Stored records:
★ ★ ★ ★ ★

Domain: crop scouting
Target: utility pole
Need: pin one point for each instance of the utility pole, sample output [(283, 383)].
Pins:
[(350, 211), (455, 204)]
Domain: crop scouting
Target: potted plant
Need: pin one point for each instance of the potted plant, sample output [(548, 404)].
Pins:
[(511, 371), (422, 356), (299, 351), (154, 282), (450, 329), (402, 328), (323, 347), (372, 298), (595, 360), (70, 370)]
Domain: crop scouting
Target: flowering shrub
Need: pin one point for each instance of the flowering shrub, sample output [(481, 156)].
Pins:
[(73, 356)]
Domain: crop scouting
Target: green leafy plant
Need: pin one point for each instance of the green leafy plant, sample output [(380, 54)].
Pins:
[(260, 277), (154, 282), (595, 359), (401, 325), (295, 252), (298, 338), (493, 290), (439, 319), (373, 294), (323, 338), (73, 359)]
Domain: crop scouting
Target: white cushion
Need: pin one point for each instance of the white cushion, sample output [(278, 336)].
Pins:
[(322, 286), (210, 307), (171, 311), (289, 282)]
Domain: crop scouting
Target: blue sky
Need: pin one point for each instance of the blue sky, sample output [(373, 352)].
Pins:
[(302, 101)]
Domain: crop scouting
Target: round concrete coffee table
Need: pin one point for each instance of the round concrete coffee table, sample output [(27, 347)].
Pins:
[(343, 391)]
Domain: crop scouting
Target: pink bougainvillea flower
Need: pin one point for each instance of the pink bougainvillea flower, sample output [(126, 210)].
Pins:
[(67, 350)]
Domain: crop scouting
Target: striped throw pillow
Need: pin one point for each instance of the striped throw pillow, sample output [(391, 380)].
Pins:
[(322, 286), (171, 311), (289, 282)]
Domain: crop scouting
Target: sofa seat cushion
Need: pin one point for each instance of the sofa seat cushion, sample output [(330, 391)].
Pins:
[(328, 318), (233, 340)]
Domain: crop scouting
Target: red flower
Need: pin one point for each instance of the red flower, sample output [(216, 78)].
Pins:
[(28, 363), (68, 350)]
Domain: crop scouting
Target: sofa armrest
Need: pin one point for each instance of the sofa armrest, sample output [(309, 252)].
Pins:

★ ★ ★ ★ ★

How to complete this task
The string "potted" marks the lines to copy; report each of them from the data above.

Task result
Target: potted plant
Need: pin one point for each instance of the potted plant, sample output [(548, 404)].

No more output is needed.